• AIM OF THE EXERCISE
Locate every line in the records that contains the string "roof", and copy each of those lines. Treat uppercase and lowercase as different.

--- DATA SUPPLIED ---

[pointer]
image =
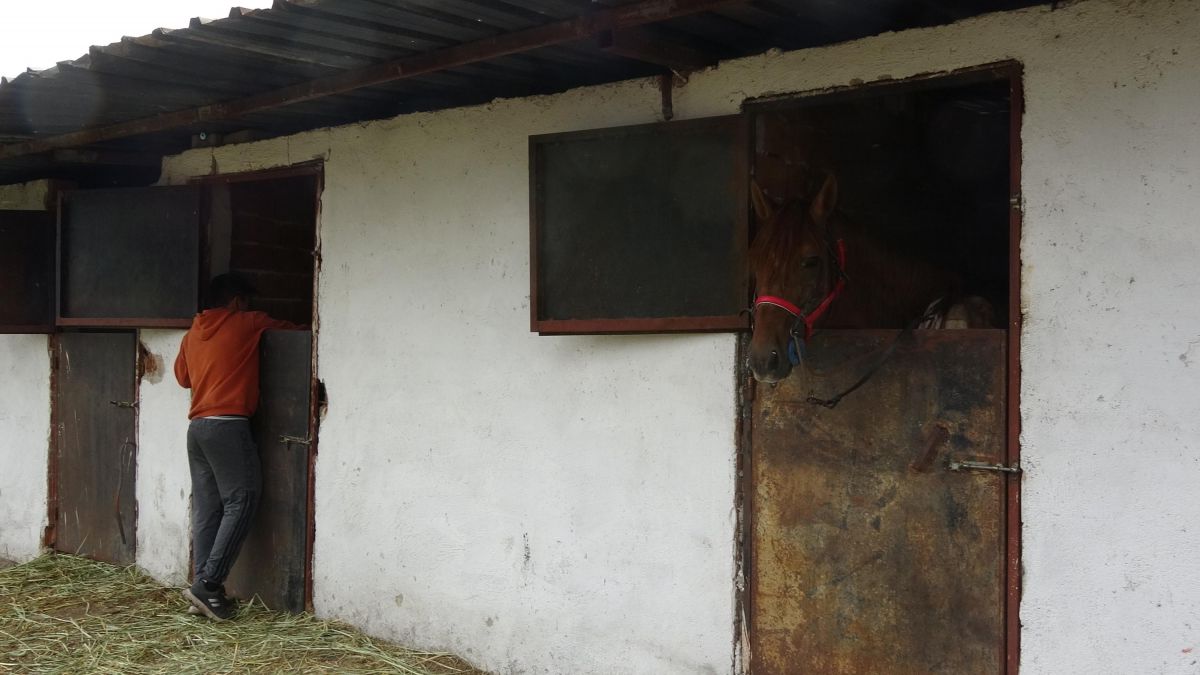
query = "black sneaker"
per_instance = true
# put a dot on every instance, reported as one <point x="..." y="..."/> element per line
<point x="213" y="604"/>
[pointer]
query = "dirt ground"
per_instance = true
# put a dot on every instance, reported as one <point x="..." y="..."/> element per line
<point x="65" y="614"/>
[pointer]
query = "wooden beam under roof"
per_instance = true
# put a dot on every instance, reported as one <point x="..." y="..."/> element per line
<point x="642" y="45"/>
<point x="607" y="19"/>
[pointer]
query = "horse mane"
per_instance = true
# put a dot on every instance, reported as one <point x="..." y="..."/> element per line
<point x="777" y="243"/>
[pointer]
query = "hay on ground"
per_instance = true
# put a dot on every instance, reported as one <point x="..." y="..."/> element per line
<point x="66" y="614"/>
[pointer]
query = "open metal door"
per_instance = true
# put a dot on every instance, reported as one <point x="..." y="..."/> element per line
<point x="95" y="407"/>
<point x="868" y="551"/>
<point x="274" y="560"/>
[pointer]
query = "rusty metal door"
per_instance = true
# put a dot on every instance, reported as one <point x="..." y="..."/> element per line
<point x="95" y="407"/>
<point x="868" y="555"/>
<point x="274" y="560"/>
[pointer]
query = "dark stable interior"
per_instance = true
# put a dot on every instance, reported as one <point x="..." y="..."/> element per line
<point x="925" y="169"/>
<point x="265" y="231"/>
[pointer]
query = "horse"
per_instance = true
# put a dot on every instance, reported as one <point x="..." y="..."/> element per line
<point x="811" y="266"/>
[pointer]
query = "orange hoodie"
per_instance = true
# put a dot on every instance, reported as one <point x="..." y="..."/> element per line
<point x="219" y="360"/>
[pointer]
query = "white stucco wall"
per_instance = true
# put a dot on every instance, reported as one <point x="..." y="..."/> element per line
<point x="24" y="440"/>
<point x="163" y="485"/>
<point x="24" y="417"/>
<point x="565" y="505"/>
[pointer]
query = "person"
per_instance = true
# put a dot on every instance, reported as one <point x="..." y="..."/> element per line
<point x="219" y="362"/>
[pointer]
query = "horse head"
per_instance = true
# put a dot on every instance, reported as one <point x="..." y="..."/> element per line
<point x="797" y="268"/>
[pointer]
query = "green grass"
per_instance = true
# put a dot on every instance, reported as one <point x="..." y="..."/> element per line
<point x="66" y="614"/>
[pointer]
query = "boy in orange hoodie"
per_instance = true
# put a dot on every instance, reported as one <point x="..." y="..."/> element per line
<point x="219" y="362"/>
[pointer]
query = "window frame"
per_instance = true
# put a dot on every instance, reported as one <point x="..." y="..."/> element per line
<point x="683" y="323"/>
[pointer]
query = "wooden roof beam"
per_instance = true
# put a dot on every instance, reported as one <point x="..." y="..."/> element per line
<point x="557" y="33"/>
<point x="642" y="45"/>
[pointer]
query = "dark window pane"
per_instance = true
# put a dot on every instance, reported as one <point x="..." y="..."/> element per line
<point x="641" y="223"/>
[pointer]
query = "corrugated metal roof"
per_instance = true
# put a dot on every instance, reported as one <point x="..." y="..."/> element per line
<point x="255" y="53"/>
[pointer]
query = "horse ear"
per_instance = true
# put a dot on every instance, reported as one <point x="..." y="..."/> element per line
<point x="826" y="199"/>
<point x="762" y="209"/>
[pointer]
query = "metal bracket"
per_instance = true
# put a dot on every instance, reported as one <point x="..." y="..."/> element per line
<point x="982" y="466"/>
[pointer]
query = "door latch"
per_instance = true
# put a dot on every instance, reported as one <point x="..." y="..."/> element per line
<point x="983" y="466"/>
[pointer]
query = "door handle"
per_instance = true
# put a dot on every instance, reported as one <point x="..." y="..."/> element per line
<point x="982" y="466"/>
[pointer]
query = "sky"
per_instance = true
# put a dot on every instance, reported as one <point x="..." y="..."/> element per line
<point x="37" y="34"/>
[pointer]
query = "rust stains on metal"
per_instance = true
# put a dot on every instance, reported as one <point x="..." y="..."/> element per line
<point x="861" y="563"/>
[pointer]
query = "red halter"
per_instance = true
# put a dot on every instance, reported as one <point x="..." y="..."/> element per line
<point x="810" y="318"/>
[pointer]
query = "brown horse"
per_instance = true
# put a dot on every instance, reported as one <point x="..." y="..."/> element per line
<point x="811" y="267"/>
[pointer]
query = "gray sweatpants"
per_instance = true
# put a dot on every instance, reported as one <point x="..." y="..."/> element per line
<point x="226" y="484"/>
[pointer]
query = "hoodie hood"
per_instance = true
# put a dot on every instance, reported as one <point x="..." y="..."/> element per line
<point x="207" y="323"/>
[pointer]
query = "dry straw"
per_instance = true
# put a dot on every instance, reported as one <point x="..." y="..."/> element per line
<point x="66" y="614"/>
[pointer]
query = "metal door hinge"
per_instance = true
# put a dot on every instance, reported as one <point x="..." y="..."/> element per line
<point x="983" y="466"/>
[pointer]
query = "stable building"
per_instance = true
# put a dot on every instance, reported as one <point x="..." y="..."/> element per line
<point x="522" y="428"/>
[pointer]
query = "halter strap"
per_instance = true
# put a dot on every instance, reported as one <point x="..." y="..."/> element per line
<point x="810" y="318"/>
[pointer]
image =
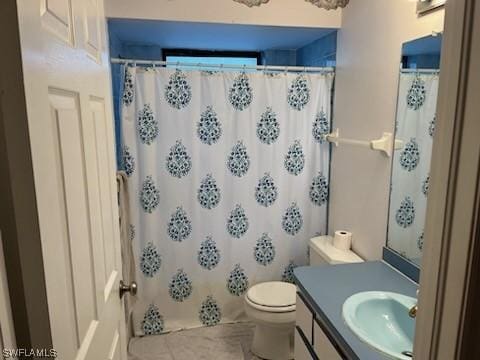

---

• RESPONSE TO THE EXERCISE
query = "wooden beam under roof"
query = "wooden roof beam"
query = "corrugated metal roof"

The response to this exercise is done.